→ **What is required**:
Copy out, word for word, the lines in the items below that begin with the line containing "FIND: concrete floor" and end with the line containing "column 257, row 214", including both of those lines.

(begin)

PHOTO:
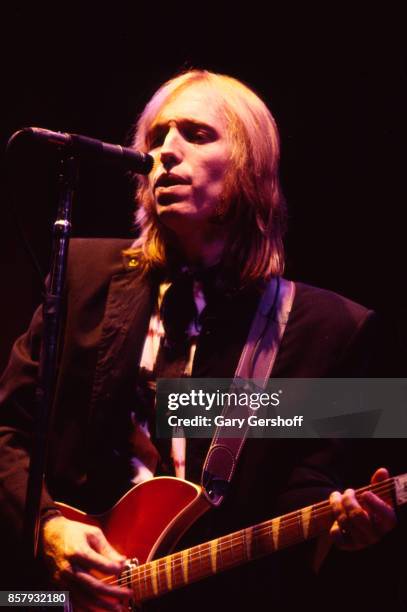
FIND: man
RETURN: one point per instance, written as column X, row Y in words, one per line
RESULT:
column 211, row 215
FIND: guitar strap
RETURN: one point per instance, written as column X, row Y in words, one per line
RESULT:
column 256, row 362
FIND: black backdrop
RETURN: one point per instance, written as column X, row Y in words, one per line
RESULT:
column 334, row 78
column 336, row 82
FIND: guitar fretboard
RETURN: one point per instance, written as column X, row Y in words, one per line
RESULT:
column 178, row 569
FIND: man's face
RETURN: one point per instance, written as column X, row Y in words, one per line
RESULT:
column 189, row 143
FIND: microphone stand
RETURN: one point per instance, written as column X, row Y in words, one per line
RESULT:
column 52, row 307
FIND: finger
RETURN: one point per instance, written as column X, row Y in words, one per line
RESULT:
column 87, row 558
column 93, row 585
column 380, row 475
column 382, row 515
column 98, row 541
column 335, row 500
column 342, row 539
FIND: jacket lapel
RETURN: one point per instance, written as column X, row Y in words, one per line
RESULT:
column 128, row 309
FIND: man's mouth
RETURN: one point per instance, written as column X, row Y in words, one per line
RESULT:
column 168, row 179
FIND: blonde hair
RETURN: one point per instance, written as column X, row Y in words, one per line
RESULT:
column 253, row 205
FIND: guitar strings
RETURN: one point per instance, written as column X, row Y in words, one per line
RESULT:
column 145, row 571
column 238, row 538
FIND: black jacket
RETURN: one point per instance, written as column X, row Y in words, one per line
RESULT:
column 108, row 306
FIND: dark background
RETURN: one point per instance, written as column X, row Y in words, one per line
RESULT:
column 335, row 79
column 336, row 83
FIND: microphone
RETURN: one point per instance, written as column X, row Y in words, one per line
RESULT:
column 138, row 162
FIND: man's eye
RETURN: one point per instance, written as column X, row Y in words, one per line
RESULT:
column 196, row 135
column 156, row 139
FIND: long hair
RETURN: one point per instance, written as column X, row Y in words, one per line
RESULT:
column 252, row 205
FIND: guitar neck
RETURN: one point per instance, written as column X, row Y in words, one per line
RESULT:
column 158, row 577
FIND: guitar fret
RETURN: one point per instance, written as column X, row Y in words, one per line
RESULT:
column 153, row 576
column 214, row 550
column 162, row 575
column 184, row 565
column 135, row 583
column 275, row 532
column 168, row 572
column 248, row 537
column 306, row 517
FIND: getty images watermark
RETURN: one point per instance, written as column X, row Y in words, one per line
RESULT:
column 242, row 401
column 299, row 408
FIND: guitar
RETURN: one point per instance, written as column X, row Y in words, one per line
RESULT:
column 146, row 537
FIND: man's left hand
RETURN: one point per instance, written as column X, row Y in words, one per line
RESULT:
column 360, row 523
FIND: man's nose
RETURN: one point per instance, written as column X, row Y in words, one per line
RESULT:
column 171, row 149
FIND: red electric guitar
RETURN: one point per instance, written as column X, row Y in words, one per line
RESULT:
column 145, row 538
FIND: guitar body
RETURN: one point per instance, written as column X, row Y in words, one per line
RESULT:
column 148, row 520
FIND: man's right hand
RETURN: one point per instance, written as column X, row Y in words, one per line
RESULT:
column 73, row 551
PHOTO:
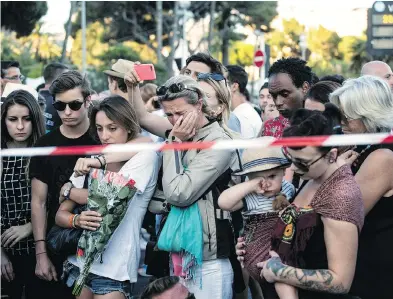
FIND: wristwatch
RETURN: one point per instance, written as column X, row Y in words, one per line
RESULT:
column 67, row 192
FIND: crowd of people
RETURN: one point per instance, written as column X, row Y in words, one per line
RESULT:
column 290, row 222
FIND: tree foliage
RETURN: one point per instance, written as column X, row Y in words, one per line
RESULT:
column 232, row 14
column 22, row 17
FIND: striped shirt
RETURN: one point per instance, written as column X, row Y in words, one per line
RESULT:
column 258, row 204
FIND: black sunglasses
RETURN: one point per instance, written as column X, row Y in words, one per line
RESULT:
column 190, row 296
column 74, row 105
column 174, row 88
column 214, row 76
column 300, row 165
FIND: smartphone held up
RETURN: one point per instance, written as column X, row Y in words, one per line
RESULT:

(end)
(begin)

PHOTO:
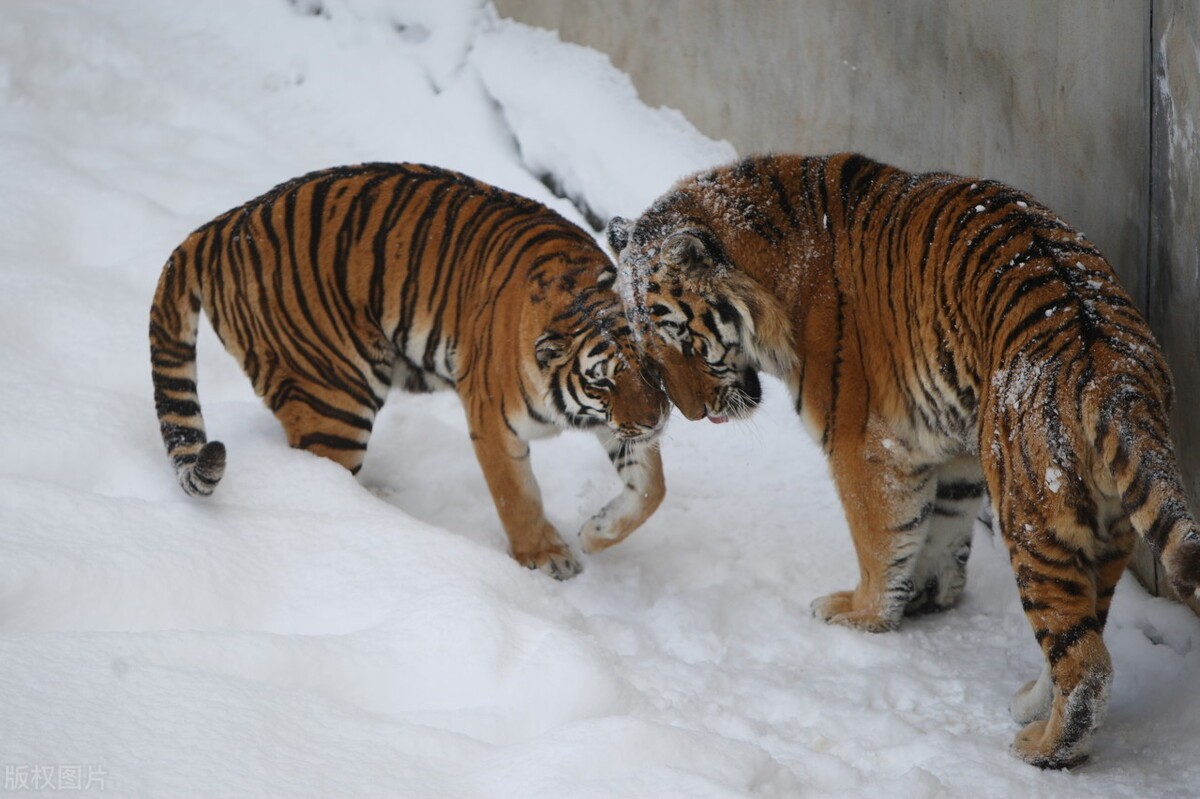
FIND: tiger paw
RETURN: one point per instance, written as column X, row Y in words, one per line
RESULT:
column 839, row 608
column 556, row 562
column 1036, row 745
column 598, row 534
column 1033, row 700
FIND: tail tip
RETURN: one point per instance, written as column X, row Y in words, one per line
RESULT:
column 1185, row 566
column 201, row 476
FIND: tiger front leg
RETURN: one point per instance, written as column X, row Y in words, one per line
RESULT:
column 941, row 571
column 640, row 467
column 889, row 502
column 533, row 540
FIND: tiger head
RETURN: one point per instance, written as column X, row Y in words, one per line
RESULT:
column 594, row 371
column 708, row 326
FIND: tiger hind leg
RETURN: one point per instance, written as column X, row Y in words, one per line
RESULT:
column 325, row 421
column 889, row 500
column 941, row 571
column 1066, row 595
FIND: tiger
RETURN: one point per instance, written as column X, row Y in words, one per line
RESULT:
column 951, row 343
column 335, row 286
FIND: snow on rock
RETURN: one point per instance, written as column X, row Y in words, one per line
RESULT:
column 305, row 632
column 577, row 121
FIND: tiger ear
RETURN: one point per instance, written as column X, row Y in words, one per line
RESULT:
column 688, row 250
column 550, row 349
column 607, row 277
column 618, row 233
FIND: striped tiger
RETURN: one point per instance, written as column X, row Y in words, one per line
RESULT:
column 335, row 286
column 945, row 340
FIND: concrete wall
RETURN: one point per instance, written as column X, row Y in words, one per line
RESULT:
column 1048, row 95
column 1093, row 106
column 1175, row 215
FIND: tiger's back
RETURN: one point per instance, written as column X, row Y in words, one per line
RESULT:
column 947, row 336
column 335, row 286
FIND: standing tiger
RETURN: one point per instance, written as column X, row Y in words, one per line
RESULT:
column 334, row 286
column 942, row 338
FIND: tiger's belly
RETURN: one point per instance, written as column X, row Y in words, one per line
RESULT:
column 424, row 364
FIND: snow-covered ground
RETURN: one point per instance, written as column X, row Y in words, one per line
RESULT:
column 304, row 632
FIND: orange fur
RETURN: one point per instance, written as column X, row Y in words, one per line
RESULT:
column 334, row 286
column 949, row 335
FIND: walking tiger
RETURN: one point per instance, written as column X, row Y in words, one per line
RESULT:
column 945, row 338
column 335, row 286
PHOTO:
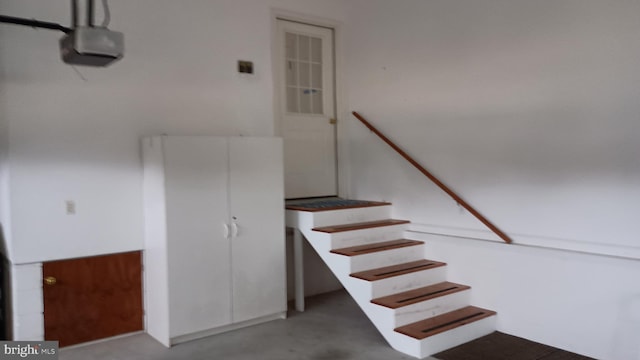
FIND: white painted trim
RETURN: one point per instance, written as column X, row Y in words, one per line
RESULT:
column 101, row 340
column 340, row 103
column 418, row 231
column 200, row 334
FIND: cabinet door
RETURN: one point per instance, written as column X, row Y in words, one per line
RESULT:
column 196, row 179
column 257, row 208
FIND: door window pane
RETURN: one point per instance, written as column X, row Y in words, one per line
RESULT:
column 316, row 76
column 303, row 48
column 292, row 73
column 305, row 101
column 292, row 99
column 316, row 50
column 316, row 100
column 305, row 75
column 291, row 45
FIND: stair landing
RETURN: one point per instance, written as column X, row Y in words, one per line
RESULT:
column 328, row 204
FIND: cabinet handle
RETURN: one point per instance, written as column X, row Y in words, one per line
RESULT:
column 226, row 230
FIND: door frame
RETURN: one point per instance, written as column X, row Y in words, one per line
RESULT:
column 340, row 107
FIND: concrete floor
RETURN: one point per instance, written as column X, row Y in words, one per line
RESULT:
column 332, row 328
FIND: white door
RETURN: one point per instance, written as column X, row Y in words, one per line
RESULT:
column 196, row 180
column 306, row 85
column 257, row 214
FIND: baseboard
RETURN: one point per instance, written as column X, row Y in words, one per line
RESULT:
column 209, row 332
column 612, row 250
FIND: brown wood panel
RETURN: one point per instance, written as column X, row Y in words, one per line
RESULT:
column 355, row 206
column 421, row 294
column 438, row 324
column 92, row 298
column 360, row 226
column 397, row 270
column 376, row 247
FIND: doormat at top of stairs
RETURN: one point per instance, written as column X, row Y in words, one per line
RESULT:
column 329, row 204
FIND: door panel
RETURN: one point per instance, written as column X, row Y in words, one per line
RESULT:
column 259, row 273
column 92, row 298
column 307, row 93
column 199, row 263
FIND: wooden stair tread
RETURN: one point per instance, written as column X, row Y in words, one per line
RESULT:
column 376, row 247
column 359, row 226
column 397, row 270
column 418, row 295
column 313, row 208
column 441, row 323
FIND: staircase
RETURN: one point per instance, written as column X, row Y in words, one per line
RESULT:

(end)
(begin)

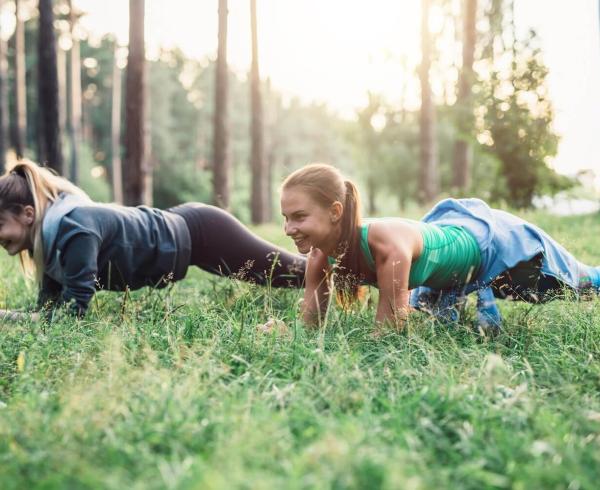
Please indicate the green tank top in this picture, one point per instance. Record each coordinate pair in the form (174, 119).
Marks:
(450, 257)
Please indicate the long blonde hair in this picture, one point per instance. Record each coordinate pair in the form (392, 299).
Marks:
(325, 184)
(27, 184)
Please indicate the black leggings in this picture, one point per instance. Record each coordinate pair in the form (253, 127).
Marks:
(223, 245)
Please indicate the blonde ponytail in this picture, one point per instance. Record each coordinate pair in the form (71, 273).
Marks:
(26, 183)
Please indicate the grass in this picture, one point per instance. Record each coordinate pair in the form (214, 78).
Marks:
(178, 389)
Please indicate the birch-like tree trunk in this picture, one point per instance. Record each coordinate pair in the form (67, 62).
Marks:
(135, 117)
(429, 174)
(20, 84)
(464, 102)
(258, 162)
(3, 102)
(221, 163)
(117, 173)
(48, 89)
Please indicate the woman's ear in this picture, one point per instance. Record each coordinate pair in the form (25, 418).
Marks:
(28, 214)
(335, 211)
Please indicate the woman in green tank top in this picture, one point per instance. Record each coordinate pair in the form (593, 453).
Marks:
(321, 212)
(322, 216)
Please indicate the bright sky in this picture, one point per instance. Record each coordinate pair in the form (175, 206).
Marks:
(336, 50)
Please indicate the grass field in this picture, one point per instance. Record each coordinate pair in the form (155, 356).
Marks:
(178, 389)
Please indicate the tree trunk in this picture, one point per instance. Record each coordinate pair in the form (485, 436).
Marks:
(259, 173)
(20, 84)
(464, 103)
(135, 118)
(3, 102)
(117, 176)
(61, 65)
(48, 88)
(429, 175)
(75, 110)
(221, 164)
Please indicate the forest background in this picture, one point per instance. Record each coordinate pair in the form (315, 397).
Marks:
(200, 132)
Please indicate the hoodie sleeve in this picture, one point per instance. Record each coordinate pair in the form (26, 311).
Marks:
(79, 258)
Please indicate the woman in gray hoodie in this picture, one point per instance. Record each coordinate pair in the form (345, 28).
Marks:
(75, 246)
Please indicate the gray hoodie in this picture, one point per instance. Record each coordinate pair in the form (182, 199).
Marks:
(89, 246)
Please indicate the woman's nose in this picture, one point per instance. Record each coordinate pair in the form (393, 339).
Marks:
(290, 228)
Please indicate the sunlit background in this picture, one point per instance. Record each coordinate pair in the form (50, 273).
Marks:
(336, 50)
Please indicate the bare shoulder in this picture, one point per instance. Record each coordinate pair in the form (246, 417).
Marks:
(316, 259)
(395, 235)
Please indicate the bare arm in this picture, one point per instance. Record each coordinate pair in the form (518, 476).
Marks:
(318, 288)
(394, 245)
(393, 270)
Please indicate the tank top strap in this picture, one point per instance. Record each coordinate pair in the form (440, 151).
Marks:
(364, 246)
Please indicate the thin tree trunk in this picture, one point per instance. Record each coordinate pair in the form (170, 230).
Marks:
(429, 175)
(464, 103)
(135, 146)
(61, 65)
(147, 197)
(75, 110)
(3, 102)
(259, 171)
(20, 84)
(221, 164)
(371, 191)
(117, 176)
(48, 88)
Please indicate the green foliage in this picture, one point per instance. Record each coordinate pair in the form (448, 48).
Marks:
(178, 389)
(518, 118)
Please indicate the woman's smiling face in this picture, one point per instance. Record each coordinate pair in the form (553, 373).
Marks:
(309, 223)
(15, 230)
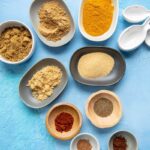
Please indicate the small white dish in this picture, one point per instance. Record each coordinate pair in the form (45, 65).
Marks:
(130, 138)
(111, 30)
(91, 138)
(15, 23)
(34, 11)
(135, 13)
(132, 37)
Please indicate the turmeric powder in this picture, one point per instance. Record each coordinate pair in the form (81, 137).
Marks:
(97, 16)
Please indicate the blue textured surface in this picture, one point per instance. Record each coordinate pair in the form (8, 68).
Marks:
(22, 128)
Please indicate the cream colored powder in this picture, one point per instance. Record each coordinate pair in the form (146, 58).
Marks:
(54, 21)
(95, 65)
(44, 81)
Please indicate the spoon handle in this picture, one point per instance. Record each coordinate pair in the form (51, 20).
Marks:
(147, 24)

(end)

→ **Exercise solution**:
FIND: concrete floor
RETURN: one point per instance, written as column X, row Y in words, one per line
RESULT:
column 332, row 328
FIND: white door
RETURN: one point per instance, written as column X, row Y in words, one per line
RESULT:
column 196, row 180
column 306, row 85
column 257, row 214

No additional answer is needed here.